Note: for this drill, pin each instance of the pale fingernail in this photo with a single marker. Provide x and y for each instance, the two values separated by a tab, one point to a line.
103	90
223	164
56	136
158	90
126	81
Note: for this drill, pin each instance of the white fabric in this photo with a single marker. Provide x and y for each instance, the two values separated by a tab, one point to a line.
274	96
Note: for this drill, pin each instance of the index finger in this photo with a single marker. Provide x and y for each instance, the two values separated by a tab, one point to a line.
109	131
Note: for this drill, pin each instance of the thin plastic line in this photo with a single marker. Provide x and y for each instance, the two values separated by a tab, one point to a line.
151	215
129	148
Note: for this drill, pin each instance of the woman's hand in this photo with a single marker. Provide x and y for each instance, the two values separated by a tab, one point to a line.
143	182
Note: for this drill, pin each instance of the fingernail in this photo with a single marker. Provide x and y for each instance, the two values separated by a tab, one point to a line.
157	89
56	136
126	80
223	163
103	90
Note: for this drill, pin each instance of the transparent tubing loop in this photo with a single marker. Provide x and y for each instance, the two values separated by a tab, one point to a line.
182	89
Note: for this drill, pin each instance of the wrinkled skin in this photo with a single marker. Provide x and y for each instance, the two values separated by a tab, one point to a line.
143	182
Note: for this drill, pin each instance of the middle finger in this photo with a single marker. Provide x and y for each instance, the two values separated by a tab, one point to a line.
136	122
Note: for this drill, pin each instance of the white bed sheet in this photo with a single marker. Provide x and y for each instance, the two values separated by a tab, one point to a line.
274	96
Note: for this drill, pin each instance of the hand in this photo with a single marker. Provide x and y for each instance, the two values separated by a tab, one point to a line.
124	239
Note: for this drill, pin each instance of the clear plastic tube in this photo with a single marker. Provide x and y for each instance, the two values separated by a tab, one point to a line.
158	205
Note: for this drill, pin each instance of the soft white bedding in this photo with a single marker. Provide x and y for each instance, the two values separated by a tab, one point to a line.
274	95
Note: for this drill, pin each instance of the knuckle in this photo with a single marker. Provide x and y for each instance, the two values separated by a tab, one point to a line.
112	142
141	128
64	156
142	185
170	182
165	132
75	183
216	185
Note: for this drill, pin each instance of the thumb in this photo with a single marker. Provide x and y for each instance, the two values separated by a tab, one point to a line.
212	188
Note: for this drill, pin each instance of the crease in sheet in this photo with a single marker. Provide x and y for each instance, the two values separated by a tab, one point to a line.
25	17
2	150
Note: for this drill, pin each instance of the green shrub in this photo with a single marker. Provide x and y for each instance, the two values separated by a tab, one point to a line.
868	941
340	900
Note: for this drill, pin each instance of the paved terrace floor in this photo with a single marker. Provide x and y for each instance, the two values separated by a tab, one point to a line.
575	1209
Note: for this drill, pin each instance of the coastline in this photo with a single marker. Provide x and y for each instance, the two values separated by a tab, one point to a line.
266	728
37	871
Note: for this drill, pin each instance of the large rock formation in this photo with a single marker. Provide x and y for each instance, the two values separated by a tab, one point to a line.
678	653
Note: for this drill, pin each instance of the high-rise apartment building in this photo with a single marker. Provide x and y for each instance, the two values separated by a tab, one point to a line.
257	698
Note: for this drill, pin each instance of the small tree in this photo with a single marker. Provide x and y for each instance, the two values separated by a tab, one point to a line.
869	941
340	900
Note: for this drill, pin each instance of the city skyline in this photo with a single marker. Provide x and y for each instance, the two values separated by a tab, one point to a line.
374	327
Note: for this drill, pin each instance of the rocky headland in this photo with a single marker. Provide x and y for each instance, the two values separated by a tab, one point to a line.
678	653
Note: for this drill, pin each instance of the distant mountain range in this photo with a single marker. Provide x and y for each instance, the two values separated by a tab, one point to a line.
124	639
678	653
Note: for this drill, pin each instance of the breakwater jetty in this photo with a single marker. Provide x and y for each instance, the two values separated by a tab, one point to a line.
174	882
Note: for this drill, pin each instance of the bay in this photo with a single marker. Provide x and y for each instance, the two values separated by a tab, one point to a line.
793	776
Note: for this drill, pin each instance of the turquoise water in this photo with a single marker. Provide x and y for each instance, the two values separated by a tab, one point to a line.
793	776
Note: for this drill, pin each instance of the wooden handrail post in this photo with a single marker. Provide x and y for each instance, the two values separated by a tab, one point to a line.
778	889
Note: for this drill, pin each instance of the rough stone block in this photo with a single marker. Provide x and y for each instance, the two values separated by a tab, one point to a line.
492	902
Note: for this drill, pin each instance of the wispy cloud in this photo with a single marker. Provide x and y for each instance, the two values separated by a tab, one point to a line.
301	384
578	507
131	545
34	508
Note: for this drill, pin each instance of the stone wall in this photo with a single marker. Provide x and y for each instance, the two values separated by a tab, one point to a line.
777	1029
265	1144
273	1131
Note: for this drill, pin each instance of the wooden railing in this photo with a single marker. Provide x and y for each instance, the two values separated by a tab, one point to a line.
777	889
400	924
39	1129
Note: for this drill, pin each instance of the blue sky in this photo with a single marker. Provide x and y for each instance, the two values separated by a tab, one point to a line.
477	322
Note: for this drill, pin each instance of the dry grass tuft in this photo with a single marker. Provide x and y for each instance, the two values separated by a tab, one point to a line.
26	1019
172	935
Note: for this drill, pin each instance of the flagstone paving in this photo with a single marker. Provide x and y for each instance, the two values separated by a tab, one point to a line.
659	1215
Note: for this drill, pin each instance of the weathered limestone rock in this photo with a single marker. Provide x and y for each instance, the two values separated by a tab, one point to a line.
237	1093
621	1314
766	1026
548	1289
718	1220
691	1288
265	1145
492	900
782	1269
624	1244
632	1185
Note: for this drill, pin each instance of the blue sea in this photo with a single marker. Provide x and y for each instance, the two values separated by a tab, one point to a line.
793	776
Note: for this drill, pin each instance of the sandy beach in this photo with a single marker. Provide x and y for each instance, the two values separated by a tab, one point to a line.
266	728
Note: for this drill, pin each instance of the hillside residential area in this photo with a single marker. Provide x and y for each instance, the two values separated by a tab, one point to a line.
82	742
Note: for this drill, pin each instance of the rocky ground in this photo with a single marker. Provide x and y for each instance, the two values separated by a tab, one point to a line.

********

What you will do: Output the lines above verbatim and in full.

Written solution:
Note: for this drill, pin each instance of the pale fingernail in this photo with a single marker. Provide x and y for each instance, the two values separated by a tab, one point to a line.
103	90
223	164
56	136
158	90
126	81
Note: for this drill, pin each instance of the white fabric in this photo with a single marker. Provide x and y for each instance, the two values separated by a tab, one point to a line.
274	96
Note: for this drill, pin each instance of the index finger in this photo with a single marker. Provide x and y for each instance, the two values separated by a tab, one point to a line.
109	131
Note: for this drill, pin each instance of the thin plastic line in this photo with a single marker. Provide x and y for each instance, the two values separated by a tab, one point to a line.
151	215
129	148
Note: for this drill, pin each instance of the woman's hand in this photo with a single marker. Provide x and y for each instance, the two values separated by a tab, one point to a line.
143	182
Note: for this drill, pin each instance of the fingernail in this photo with a single marker. Provide x and y for each instance, the two values separated by a tab, one point to a line.
157	89
56	136
126	80
223	163
103	90
Note: for this drill, pin each instance of the transparent tubing loop in this photo with a single marker. Provide x and y for each instance, the two values separated by a tab, one point to a line.
182	89
Note: for this drill, pin each instance of the wrinkled skin in this photo with a single marker. Provide x and y for each instance, the two values separated by a tab, one point to a line.
143	182
Note: for this drill, pin each instance of the middle finger in this photo with a single marker. Provide x and y for each instance, the two values separated by a tab, one point to a line.
136	122
Note: for this drill, pin each instance of the white bed sheet in this photo with a single marker. Provide x and y for each instance, the two values separated by a tab, one point to a line.
274	96
Note: for this drill, pin each instance of the hand in this photo with a single marker. Provide x and y for each instance, the two values separated by a tab, one point to a line.
124	239
Note: for this drill, pin each instance of the clear plastic tube in this photo with a single marker. Provide x and y for each instance, the two values separated by a tab, one point to a line.
158	205
Note: for this drill, pin each instance of the soft white bedding in this photo with a single marker. Provide x and y for each instance, the two values separated by a tab, one point to a line.
274	95
Note: for this drill, pin each instance of the knuckle in this photo with a single marker. Provide x and y for each instance, the two values separated by a tab, one point to a line.
112	142
141	128
64	156
142	185
170	182
165	132
75	183
216	185
Note: for this drill, pin each instance of the thumb in this photo with a single marker. Provide x and y for each instance, the two values separated by a tab, one point to a line.
212	188
Note: for this drill, pin each instance of the crease in sheet in this photo with a single marker. Provide x and y for each instance, the two values separated by a tab, one point to a line.
25	17
2	150
Note: for this drill, pin each instance of the green shrub in this photo with a single marker. Provide x and y for each instance, the two values separated by a tab, one point to a line.
868	941
340	900
Note: for this drill, pin each instance of the paved terrace floor in this photo with a single marker. Provide x and y for each instance, the two values separated by a tab, one point to a line.
575	1209
Note: for this drill, pin each instance of the coastline in this photo with a single marker. Provide x and y for each instance, the two values separated by a tab, one point to a line.
266	728
37	871
Note: for this drill, pin each instance of the large rock formation in this photo with a single marker. Provide x and y for each instance, the two values separated by a tab, one point to a line.
678	653
Note: for this drill, pin each instance of the high-rise apartment building in this photo with a single marker. Provide x and y for each instance, the two values separated by a tab, one point to a line.
257	698
Note: for this drill, pin each instance of the small tree in this photo with a single marker. Provide x and y for each instance, the two values separated by a tab, one point to a line.
869	941
340	900
Note: for this drill, pin each instance of the city skyline in this photo with a single marker. Provide x and y for each instance, the two values separated by a tab, one point to a line.
374	327
Note: for this drill, pin each instance of the rocky headland in this photo with a single marker. Provide x and y for each instance, the two values separated by a tab, one point to a line.
678	653
Note: for this drill, pin each instance of the distant mountain range in this photo with a single marker. Provide x and y for each instance, the two values separated by a tab, one point to a line.
124	639
678	653
Note: for this drill, pin each instance of the breakwater jetty in this photo with a single marker. Provide x and y for each instance, the two values separated by a tab, one point to a line.
174	882
Note: for this drill, pin each instance of the bay in this photo with a single marker. Provide x and y for each instance, the two values separated by a tab, one point to a line.
793	776
Note: for this drill, pin each instance of the turquoise water in this photo with a single marker. Provide x and y for each instance, the two values separated by a tab, one point to a line.
793	776
Note: for this drill, pin each instance of the wooden handrail post in this photo with a single marker. Provide x and y for each instance, the two values separated by a tab, one point to a line.
778	889
Note: for this drill, pin each instance of the rough stone block in this photo with a single marker. Provide x and y for each instance, the two values separated by a tab, one point to a line.
492	902
Note: for this drill, pin each instance of the wispy cloud in this photo with a single marker. Provide x and y for each instance, the two values separated by a tab, one point to a line.
301	384
578	507
131	545
34	508
Note: for this drill, pin each instance of the stone wall in this photo with a single marker. Provide x and y for each instance, the two values separated by a tab, one point to a line.
777	1029
265	1144
273	1131
Note: for this drill, pin each instance of the wooden railing in this photo with a single marker. Provide x and y for each instance, the two values separated by a tab, one point to a line.
777	889
400	924
39	1129
Note: for this drill, pin each instance of the blue sky in this photo with a single marker. Provide x and y for each instance, the two values separated by a tab, one point to a line.
477	322
Note: for this drill, pin each instance of the dry grass tuft in this photo with a single marker. Provide x and y for each instance, the two values separated by a tab, one point to a line.
26	1019
172	935
Note: for this drill, pin each instance of the flagstone paving in this photo with a single marker. Provide x and y for each instance, the two values separated by a tab, one point to a line.
659	1215
Note: for this drill, pin each instance of the weathered limestone rock in this photo with a single marker. Provide x and y for each instance, the two values separated by a tab, one point to a line.
237	1093
621	1314
766	1026
548	1289
718	1220
691	1288
265	1145
492	900
782	1269
624	1244
632	1185
Note: for this drill, pin each instance of the blue sea in this photo with a single marker. Provide x and y for each instance, the two values separated by a tab, one point to a line.
793	776
Note: for this drill, pin each instance of the sandy beach in this photo with a single marker. Provide x and y for each instance, the two values separated by a tab, one point to a line.
266	728
Note: for this drill, pin each instance of the hillside residential area in this photo with a single marker. Provide x and y for each instance, the two values separated by a tab, one point to a line.
82	742
Note: for this drill, pin each instance of the rocky ground in this photo with a single marker. Provide x and y for each instance, the two values separated by a tab, one point to a line.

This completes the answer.